> [EXERCISE DESCRIPTION]: Without including pictures, set down every record exactly as it stands.

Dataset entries

▬▬▬▬▬▬

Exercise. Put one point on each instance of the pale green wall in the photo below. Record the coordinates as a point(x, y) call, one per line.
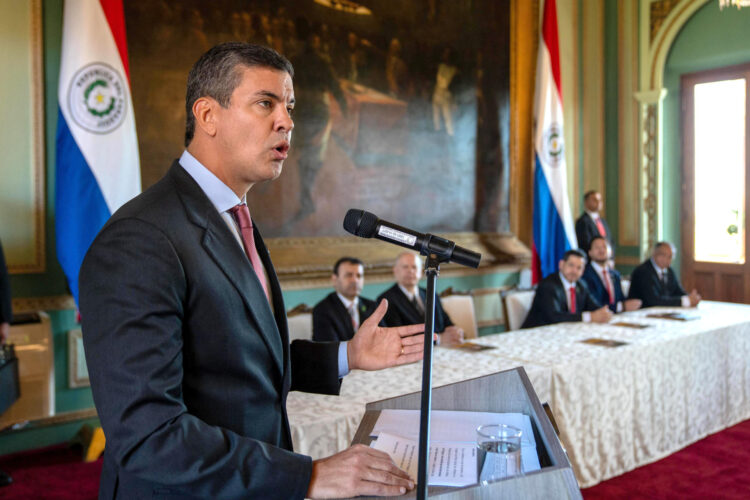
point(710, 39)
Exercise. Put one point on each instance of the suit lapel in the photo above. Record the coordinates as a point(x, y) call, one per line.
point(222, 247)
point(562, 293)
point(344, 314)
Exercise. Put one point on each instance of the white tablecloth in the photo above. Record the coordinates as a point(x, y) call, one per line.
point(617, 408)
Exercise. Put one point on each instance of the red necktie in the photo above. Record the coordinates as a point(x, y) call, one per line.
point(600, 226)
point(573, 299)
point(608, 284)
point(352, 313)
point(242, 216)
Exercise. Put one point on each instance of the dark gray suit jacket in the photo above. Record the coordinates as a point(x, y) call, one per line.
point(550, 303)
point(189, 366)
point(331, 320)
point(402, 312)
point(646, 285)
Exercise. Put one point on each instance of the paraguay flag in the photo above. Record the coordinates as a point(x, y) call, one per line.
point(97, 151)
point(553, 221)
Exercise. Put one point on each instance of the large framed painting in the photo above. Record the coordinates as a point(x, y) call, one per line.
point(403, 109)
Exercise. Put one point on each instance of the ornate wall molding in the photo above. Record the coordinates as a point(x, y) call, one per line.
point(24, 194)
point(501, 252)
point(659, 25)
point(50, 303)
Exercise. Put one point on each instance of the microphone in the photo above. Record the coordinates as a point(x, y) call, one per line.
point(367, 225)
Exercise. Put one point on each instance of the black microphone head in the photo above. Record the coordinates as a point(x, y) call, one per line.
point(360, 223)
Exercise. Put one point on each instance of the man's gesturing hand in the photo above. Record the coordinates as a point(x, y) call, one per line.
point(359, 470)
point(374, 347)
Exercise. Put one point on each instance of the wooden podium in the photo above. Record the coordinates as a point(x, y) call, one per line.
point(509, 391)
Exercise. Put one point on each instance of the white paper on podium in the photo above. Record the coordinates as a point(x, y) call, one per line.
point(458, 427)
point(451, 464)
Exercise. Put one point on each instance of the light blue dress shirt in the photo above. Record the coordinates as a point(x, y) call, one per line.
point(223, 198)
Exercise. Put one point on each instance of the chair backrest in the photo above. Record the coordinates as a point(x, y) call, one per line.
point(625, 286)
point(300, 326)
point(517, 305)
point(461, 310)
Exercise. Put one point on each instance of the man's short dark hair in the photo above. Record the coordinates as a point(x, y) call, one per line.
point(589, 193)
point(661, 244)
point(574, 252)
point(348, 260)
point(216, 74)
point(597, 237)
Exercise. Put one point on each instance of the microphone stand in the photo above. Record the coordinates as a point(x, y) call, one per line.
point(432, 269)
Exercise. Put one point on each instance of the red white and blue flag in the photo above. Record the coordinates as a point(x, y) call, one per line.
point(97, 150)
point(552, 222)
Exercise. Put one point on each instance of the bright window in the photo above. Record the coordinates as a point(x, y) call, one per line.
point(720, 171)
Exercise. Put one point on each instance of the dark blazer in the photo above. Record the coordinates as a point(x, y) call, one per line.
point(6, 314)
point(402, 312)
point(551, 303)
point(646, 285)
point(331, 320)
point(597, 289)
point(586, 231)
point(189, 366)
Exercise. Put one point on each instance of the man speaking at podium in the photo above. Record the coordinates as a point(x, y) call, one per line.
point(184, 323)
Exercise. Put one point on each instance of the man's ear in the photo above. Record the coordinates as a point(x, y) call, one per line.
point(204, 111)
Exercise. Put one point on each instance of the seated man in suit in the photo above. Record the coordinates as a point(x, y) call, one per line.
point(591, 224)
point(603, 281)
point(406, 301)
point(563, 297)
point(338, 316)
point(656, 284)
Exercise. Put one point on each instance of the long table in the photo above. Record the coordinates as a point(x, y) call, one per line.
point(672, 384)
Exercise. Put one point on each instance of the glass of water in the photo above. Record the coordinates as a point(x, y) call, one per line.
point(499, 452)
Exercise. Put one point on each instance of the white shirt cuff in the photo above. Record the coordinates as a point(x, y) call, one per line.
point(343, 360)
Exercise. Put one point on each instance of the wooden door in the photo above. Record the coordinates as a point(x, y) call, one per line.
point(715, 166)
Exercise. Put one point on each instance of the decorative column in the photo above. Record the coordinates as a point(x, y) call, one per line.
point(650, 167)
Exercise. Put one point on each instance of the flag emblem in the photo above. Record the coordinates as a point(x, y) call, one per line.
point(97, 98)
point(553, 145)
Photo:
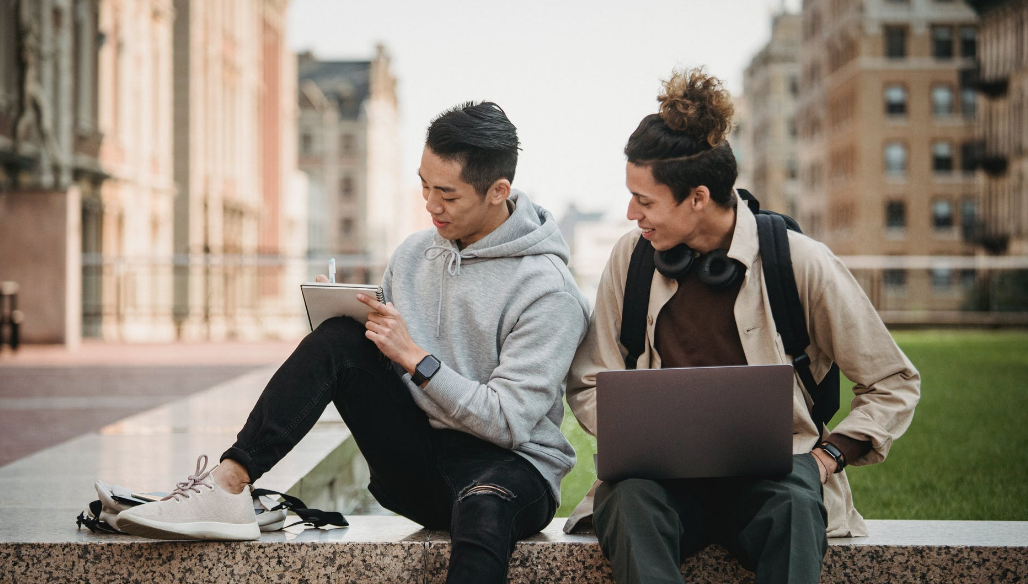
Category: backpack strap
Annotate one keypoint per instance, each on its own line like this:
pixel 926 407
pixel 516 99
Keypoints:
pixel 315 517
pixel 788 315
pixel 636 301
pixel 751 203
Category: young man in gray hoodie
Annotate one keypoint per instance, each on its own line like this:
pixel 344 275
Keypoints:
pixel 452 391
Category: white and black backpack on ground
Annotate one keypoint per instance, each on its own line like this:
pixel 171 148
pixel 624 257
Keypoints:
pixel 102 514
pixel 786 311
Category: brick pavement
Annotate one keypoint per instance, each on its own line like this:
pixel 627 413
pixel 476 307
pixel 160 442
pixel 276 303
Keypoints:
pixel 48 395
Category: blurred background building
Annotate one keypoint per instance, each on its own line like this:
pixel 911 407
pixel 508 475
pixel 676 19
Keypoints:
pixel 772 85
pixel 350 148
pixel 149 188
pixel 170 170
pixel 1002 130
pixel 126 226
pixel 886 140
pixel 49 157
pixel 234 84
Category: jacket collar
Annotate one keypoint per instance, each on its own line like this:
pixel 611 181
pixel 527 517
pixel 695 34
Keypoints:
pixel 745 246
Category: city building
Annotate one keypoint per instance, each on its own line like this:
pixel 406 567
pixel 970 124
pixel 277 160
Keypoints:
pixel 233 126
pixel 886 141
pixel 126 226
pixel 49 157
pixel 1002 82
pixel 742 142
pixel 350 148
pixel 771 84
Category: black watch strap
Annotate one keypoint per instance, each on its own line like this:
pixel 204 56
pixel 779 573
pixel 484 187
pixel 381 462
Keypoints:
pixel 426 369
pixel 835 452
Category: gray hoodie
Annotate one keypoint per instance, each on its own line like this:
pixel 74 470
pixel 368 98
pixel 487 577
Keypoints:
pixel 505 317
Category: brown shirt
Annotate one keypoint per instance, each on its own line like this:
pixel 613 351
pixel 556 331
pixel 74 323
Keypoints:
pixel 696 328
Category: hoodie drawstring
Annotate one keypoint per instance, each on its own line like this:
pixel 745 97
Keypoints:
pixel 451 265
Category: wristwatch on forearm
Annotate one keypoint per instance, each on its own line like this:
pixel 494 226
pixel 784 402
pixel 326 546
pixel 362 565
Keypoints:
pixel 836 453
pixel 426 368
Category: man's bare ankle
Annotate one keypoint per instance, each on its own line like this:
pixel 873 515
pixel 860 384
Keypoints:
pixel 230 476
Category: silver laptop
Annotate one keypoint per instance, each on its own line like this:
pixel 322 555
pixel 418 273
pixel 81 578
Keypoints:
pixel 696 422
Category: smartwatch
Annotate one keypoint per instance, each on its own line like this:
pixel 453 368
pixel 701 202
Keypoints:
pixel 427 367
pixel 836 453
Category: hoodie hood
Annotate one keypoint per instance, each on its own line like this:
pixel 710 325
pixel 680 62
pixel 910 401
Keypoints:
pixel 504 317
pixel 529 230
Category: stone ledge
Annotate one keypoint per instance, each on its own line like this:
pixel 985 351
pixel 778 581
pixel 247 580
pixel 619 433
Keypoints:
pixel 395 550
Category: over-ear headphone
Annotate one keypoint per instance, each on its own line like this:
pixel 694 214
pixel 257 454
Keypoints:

▬▬▬▬▬▬

> [ANSWER]:
Exercise. Put one point on each instance of the pale green wall in the photo below. Record the coordinates as a point(x, y) call, one per line.
point(710, 39)
Exercise. Put one point on each instance of the suit lapel in the photo above. Record the coordinates as a point(x, y) call, one per line.
point(222, 247)
point(562, 293)
point(344, 314)
Exercise. Put one point on each instance of the white tablecloth in the photo above. Record the coordinates as a point(x, y) call, one per line.
point(617, 408)
Exercise. Put one point on each instance of the red necktie in the photo above. Record the coordinates as a point(x, y) call, one per line.
point(600, 226)
point(573, 299)
point(608, 284)
point(352, 313)
point(242, 216)
Exercise. Put one point on each instance of the dark gray suit jacket in the photo above. Record the coordinates as a point(x, y) call, one per line.
point(550, 303)
point(189, 366)
point(331, 320)
point(402, 312)
point(646, 285)
Exercise. Put one point on each instance of the paraguay flag in the photo above. Record the coordinates as a point(x, y) call, one per line.
point(97, 151)
point(553, 221)
Exercise. Put one point on each instance of the large framed painting in the photo above. Record the coordinates as a point(x, y) call, one per line.
point(403, 109)
Exercise. Put one point on each instance of the ornate wall molding in the photo above. Record the coordinates as a point(x, y) call, one per line.
point(24, 194)
point(501, 252)
point(659, 25)
point(50, 303)
Exercise. Put one point on each instance of the microphone in the photo above. Record the coordinates as a point(x, y) call, one per line.
point(367, 225)
Exercise. Put one point on each instance of the black microphone head in the photo above. Record the coordinates as a point(x, y) call, one per line.
point(360, 223)
Exercise. Put one point on each instance of the man's gesturing hand in the photo above. Record the coordinates as a point(x, y) call, one per line.
point(359, 470)
point(374, 347)
Exercise. Put one point on each instance of the wooden podium in the photo above. Record the coordinates as a point(x, y) call, one per line.
point(509, 391)
Exercise. Put one point on each instance of the white paper on podium in the photo above. Record the coordinates as a point(x, y) call, one per line.
point(458, 427)
point(451, 464)
Exercise. Put one point on each instance of the light blue dress shirt in the photo above. Record the coordinates as a point(x, y) call, one per line.
point(223, 198)
Exercise. Put one point on each instance of the chair backrest in the photo above. Record the coordinates as a point(x, y) call, one per line.
point(625, 286)
point(300, 326)
point(517, 305)
point(461, 310)
Exercise. Put one point on each instance of the man's short dark hair in the photo above. Record the coordinates as a point(x, y) call, one per line.
point(589, 193)
point(661, 244)
point(574, 252)
point(348, 260)
point(216, 74)
point(597, 237)
Exercise. Put one point on each instance of the microphone stand in the photo above. Record the coordinates as a point(x, y) call, one per line.
point(432, 269)
Exercise. Put one point on each instance of the red white and blue flag in the photo above. Record the coordinates as a point(x, y) call, one per line.
point(97, 150)
point(552, 222)
Exercise. Put one point on each instance of the bright window in the photo above. Record the coordinates as a point(x, y) call, one per line.
point(720, 171)
Exercise. Put one point on each instance of the dark blazer in the photo above. Record the coordinates as a point(x, y) call, one per line.
point(6, 314)
point(402, 312)
point(551, 303)
point(646, 285)
point(331, 320)
point(597, 289)
point(586, 231)
point(189, 366)
Exercise. Put one point on each instance of the man speaking at podium in the photo above. Record the coordinates as a point(x, y) call, one per line.
point(184, 323)
Exercise. Put one point on each instance of the man's ear in the photo above. Record the coordinates as a point(x, y) call, one per line.
point(204, 111)
Exercise. Put one point on each instance of the seated man in suit in the photo above. Record the coordinates as a point(x, y) call, one per line.
point(591, 224)
point(603, 281)
point(406, 301)
point(563, 297)
point(338, 316)
point(656, 284)
Exercise. Put one point on each instance of the long table in the photo above. Record the coordinates as a point(x, y) call, one per line.
point(672, 384)
Exercise. Put one point on each instance of the glass of water in the photo above. Record the coordinates as a point(x, y) call, one per line.
point(499, 452)
Exercise. Put one point on each instance of the white shirt cuff in the photo above. Record the coordinates as a point(x, y) call, one per line.
point(343, 360)
Exercise. Put one point on each instance of the wooden door in the photo above. Record the coordinates as a point(x, y) call, one per line.
point(715, 166)
Exercise. Put one point on each instance of the decorative column in the photo above. Record the coordinates as a point(x, y) call, one per line.
point(650, 167)
Exercise. Put one point on each instance of the flag emblem in the photo above. Record the coordinates as a point(x, y) call, one per line.
point(97, 98)
point(553, 145)
Photo:
Category: backpack strap
Annotate one keypoint per instance, each on its own line like this:
pixel 926 407
pixel 516 99
Keypoints:
pixel 315 517
pixel 788 315
pixel 636 301
pixel 751 203
Category: young man in gray hoodie
Annotate one keypoint per instance, each on its own line like this:
pixel 344 275
Keypoints:
pixel 452 391
Category: white and black backpack on ground
Annotate one keypoint per instance, each on its own line like this:
pixel 171 148
pixel 624 257
Keypoints:
pixel 102 514
pixel 786 311
Category: brick pavement
Annotate one keypoint per instance, each on its own line like this:
pixel 627 413
pixel 476 307
pixel 160 442
pixel 276 303
Keypoints:
pixel 48 395
Category: blurred background building
Annotate one keypoint per instance, each on its own line like this:
pixel 911 407
pixel 508 475
pixel 676 19
Keypoints:
pixel 772 85
pixel 350 148
pixel 149 188
pixel 170 170
pixel 1002 130
pixel 126 226
pixel 886 140
pixel 49 157
pixel 234 84
Category: jacket collar
Annotate one keypoint per instance, each on its own line like this:
pixel 611 181
pixel 527 517
pixel 695 34
Keypoints:
pixel 745 246
Category: city building
Annotate one keypoint per instance, each on its own line like this:
pixel 406 567
pixel 970 124
pixel 277 160
Keypoints:
pixel 233 126
pixel 886 141
pixel 126 226
pixel 49 157
pixel 1002 82
pixel 742 142
pixel 350 148
pixel 771 84
Category: black watch strap
Annotate one keypoint per instance, each on its own line like this:
pixel 204 56
pixel 779 573
pixel 484 187
pixel 381 462
Keypoints:
pixel 426 369
pixel 835 452
Category: gray hoodie
Annotate one keypoint per instance, each on its own line like this:
pixel 74 470
pixel 368 98
pixel 487 577
Keypoints:
pixel 505 317
Category: brown shirt
Annotate one keypoint per instance, each on its own line like this:
pixel 613 351
pixel 556 331
pixel 74 323
Keypoints:
pixel 696 328
Category: hoodie drawstring
Annotate one keypoint per instance, each on its own line like this:
pixel 745 97
Keypoints:
pixel 451 265
Category: wristwatch on forearm
Annotate one keypoint per instance, each on its own line like this:
pixel 494 226
pixel 784 402
pixel 326 546
pixel 362 565
Keypoints:
pixel 836 453
pixel 426 368
Category: man's bare ankle
Annotate one keypoint per instance, each on its own line like this:
pixel 873 515
pixel 860 384
Keypoints:
pixel 230 476
Category: silver laptop
Annotate one keypoint per instance, each on its own line like this:
pixel 322 555
pixel 418 273
pixel 81 578
Keypoints:
pixel 696 422
Category: smartwatch
Annotate one keypoint per instance, each on its own line like this:
pixel 453 368
pixel 701 202
Keypoints:
pixel 427 367
pixel 836 453
Category: hoodie hood
Annotate one keypoint per instance, each on its own line like this:
pixel 710 325
pixel 680 62
pixel 910 401
Keypoints:
pixel 504 317
pixel 529 230
Category: stone ledge
Annotate one keypoint per instance, each on its own line like this:
pixel 985 351
pixel 778 581
pixel 247 580
pixel 619 433
Keypoints:
pixel 395 550
Category: over-ear headphone
Annotate one keypoint per instance, each on its own line like this:
pixel 694 214
pixel 257 454
Keypoints:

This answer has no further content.